* _Selected extract_
********

Punishment decreases behavior. If you send them to the principal or call parents and that decreases behavior, then it is a punishment… IF it doesn’t, then it can’t be called punishment.
Comment on euphemism for punishment*******
The person who said they don’t like to use the term punishment does not know what they are talking about. Consequence is not synonomous for punishment, because reinforcement is a consequence for behavior as well. Consequence is ANYTHING that occurs immediately after a behavior… Punishment just means that the behavior decreases after a stimulus is presented/removed, whereas reinforcement means that the behavior increases after a stimulus is presented/removed. Get the terminology right dbag…
Thank you for all you do for the students….it must be very draining by the end of the day or even by lunchtime.
Mama Jazzy Geri
You also need to remember that when dealing with ADHD students, often times their disability punishes them enough. It is hard to be expected to sit still and focus, etc not to mention getting busted for doing the wrong things in the classroom. Try to make some allowances if you can, for letting the children have fidget toys, etc. Fidget toys are something that they can hold and play with while they listen. Sometimes it channels all that energy into a single stimulation, so the rest of the body and brain can focus on you. Remember that eye contact is a social reinforcer and we think of it as a sign of respect but it isn’t necessary for learning. There is no reason why a student should have to look at you in order to pay attention. In fact, looking at you may actually be a visual distraction from the things that you are saying.
You also need to build in certain times for active play, where the kids can move around. This includes transition times. You can’t just ask a kid who is running around to sit down right then and there and pay attention. You can go from running around to walking only, to sitting down but facing however they want, to sitting around and facing the front, to all this plus being quiet so you can teach.
You also need to catch your students being good. I firmly believe that children are naturally fond of pleasing adults. They will do the right thing if they know what you expect, and if you are consistent, and if you recognize that they are doing well. So maybe out of the blue every few minutes throw out a compliment to the whole class. “Hey, way to go Billy, you are sitting quietly in your seat!” “Everyone give Johnny a cheer, he is being so helpful!” (This gives permission for a little noise which might come out as an outburst later, too) You can extend this to small rewards every couple days. “Hey Joey, headsup! This is for your excellent behavior today.” (and toss a tiny toy, a sticker, or a little snack) You can also do a weekly contest for best effort per week. This might be a Friday afternoon award ceremony with all kinds of formality, so that the kid knows it is special. Maybe the reward is a movie pass, an iTune download, or a coupon for an ice cream, or something like that.
You should know, I’m sure that there are different learning styles, it isn’t all about you talking and them listening. You can do hands on projects with them, and have discussions to get them interested in your lessons. Both of these allow for their energy to come out in productive ways.
OK so you make these allowances and you still have problems, you have to have boundaries. How to set them?
Be clear. Address the action, not the child, in a specific way. Lay down your expectations, and let them know the consequences of meeting them, and not meeting them. You should role model what you want in your students.
Let the punishment fit the crime and know a power struggle when you see one. It isn’t always the worst thing for a child to get what they want, it doesn’t mean you lost, it means they win. It shows that you are listening to what THEY say they need. Of course this can’t be everytime for every child. But you can ask for respect more easily when you are giving it.

********

* _Records supplied_

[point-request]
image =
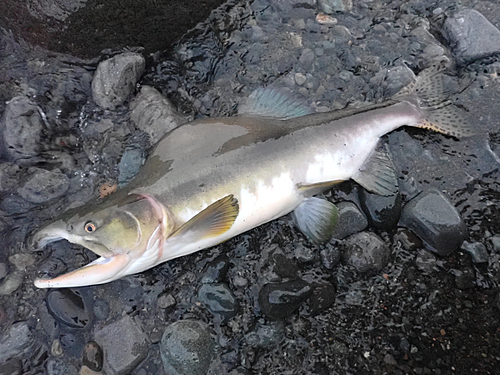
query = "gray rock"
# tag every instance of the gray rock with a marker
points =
(154, 114)
(14, 341)
(471, 36)
(279, 300)
(124, 344)
(477, 251)
(219, 299)
(187, 348)
(130, 164)
(351, 220)
(20, 129)
(266, 335)
(115, 79)
(436, 221)
(332, 6)
(366, 252)
(44, 185)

********

* _Assigned task A_
Translate this sentence from the comments on classroom behavior into Spanish: "There is no reason why a student should have to look at you in order to pay attention."
* _Assigned task B_
Revise the comments on classroom behavior from "Be clear. Address" up to and including "in your students.", replacing "expectations" with "rules".
* _Assigned task C_
Summarize the comments on classroom behavior in three sentences.
The records have nothing to do with the text.

* _Written solution A_
No hay ninguna razón por la que un estudiante tenga que mirarte para prestar atención.

* _Written solution B_
Be clear. Address the action, not the child, in a specific way. Lay down your rules, and let them know the consequences of meeting them, and not meeting them. You should role model what you want in your students.

* _Written solution C_
The comments define punishment as anything that decreases a behavior and point out that a consequence can also be reinforcement. For students with ADHD, they advise allowing fidget toys, not requiring eye contact, building in times for active play, and praising and rewarding good behavior. When problems remain, they call for clear boundaries that address the action rather than the child, punishments that fit the crime, and recognizing a power struggle.